Directions for this task →
Your answer should repeat every record verbatim.
◆ ◆ ◆
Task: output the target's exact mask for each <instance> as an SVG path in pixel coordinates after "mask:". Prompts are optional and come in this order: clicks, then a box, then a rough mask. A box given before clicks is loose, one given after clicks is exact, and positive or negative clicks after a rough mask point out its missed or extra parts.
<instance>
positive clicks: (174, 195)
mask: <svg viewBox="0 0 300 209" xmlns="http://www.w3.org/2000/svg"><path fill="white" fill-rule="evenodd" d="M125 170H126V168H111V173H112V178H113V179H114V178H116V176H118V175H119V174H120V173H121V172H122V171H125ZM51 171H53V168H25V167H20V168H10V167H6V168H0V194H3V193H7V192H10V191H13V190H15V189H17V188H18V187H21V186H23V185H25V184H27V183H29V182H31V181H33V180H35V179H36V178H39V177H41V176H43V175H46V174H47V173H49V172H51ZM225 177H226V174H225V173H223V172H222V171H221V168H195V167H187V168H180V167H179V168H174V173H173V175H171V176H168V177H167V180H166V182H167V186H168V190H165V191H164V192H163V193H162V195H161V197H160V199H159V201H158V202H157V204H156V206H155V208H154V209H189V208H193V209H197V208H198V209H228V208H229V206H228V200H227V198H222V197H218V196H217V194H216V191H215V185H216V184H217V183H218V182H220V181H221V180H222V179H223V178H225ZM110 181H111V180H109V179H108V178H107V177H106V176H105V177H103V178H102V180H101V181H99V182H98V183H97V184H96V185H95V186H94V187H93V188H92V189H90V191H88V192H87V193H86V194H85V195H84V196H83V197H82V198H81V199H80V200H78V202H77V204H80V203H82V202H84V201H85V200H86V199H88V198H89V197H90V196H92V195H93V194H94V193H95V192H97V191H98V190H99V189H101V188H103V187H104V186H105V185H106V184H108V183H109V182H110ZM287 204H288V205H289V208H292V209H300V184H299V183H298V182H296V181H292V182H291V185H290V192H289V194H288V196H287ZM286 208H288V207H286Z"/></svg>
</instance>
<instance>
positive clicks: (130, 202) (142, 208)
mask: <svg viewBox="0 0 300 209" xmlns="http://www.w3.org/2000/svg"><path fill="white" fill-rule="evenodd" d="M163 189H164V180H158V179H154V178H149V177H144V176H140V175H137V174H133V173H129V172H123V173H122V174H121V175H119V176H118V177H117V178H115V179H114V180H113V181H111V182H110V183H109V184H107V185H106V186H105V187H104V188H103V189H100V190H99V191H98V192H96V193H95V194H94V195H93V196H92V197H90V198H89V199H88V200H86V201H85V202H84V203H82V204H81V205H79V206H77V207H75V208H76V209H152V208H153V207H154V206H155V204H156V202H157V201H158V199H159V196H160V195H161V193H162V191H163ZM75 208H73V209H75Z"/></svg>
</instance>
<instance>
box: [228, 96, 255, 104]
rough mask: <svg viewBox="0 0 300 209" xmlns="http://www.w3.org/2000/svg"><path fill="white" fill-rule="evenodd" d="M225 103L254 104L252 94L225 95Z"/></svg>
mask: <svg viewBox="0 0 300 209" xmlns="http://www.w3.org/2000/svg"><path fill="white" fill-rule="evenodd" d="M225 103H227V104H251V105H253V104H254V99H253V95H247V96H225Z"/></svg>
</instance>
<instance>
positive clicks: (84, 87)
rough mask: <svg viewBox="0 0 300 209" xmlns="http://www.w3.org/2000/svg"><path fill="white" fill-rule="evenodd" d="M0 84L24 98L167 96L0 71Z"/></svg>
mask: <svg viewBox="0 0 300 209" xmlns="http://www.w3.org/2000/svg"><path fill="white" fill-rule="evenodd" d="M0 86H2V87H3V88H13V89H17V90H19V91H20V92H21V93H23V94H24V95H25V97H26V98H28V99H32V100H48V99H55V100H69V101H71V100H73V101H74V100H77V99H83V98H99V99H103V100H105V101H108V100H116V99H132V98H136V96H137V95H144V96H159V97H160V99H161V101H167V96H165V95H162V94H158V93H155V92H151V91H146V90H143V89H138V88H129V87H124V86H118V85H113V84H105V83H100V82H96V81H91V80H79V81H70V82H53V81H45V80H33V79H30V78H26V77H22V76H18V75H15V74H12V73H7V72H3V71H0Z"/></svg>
◆ ◆ ◆
Output for this exercise →
Task: output the target's exact mask for each <instance> as an SVG path in pixel coordinates after "mask:". Prompts are optional and come in this order: clicks, then a box, then a rough mask. A box given before clicks is loose, one given after clicks is exact, and positive or negative clicks after a rough mask point out its missed or extra parts.
<instance>
positive clicks: (174, 195)
mask: <svg viewBox="0 0 300 209" xmlns="http://www.w3.org/2000/svg"><path fill="white" fill-rule="evenodd" d="M125 170H126V168H111V173H112V178H113V179H114V178H116V176H118V175H119V174H120V173H121V172H122V171H125ZM51 171H53V168H25V167H20V168H10V167H6V168H0V194H3V193H7V192H10V191H13V190H15V189H17V188H18V187H21V186H23V185H25V184H27V183H29V182H31V181H33V180H35V179H36V178H39V177H41V176H43V175H46V174H47V173H49V172H51ZM225 177H226V174H225V173H223V172H222V171H221V168H195V167H187V168H180V167H179V168H174V173H173V175H171V176H168V177H167V180H166V182H167V186H168V190H165V191H164V192H163V193H162V195H161V197H160V199H159V201H158V202H157V204H156V206H155V208H154V209H189V208H193V209H197V208H198V209H228V208H229V206H228V200H227V198H222V197H218V196H217V194H216V191H215V185H216V184H217V183H218V182H220V181H221V180H222V179H223V178H225ZM110 181H111V180H109V179H108V178H107V177H106V176H105V177H103V178H102V180H101V181H99V182H98V183H97V184H96V185H95V186H94V187H93V188H92V189H90V191H88V192H87V193H86V194H85V195H84V196H83V197H82V198H81V199H80V200H78V202H77V204H80V203H82V202H84V201H85V200H86V199H88V198H89V197H90V196H92V195H93V194H94V193H95V192H97V191H98V190H99V189H101V188H103V187H104V186H105V185H106V184H108V183H109V182H110ZM287 204H288V205H289V208H292V209H300V184H299V183H298V182H296V181H292V182H291V185H290V192H289V194H288V196H287ZM286 208H288V207H286Z"/></svg>
</instance>
<instance>
positive clicks: (130, 202) (142, 208)
mask: <svg viewBox="0 0 300 209" xmlns="http://www.w3.org/2000/svg"><path fill="white" fill-rule="evenodd" d="M163 189H164V180H158V179H154V178H149V177H144V176H140V175H137V174H133V173H129V172H123V173H122V174H121V175H119V176H118V177H117V178H115V179H114V180H113V181H111V182H110V183H109V184H107V185H106V186H105V187H104V188H103V189H100V190H99V191H98V192H96V193H95V194H94V195H93V196H92V197H90V198H89V199H88V200H86V201H85V202H84V203H82V204H81V205H79V206H77V207H75V208H76V209H152V208H153V207H154V206H155V204H156V202H157V201H158V199H159V196H160V195H161V193H162V191H163ZM75 208H73V209H75Z"/></svg>
</instance>
<instance>
box: [228, 96, 255, 104]
rough mask: <svg viewBox="0 0 300 209" xmlns="http://www.w3.org/2000/svg"><path fill="white" fill-rule="evenodd" d="M225 103L254 104L252 94L225 95Z"/></svg>
mask: <svg viewBox="0 0 300 209" xmlns="http://www.w3.org/2000/svg"><path fill="white" fill-rule="evenodd" d="M225 103H227V104H251V105H253V104H254V99H253V95H247V96H225Z"/></svg>
</instance>
<instance>
positive clicks: (84, 87)
rough mask: <svg viewBox="0 0 300 209" xmlns="http://www.w3.org/2000/svg"><path fill="white" fill-rule="evenodd" d="M0 84L24 98L167 96L0 71Z"/></svg>
mask: <svg viewBox="0 0 300 209" xmlns="http://www.w3.org/2000/svg"><path fill="white" fill-rule="evenodd" d="M0 86H2V87H3V88H13V89H17V90H19V91H20V92H21V93H23V94H24V95H25V97H26V98H28V99H32V100H48V99H55V100H69V101H71V100H73V101H74V100H77V99H83V98H99V99H103V100H105V101H108V100H116V99H132V98H136V96H137V95H144V96H159V97H160V99H161V101H167V96H165V95H162V94H158V93H155V92H151V91H146V90H143V89H138V88H129V87H124V86H118V85H113V84H105V83H100V82H96V81H91V80H79V81H70V82H53V81H45V80H33V79H30V78H26V77H22V76H18V75H15V74H12V73H7V72H3V71H0Z"/></svg>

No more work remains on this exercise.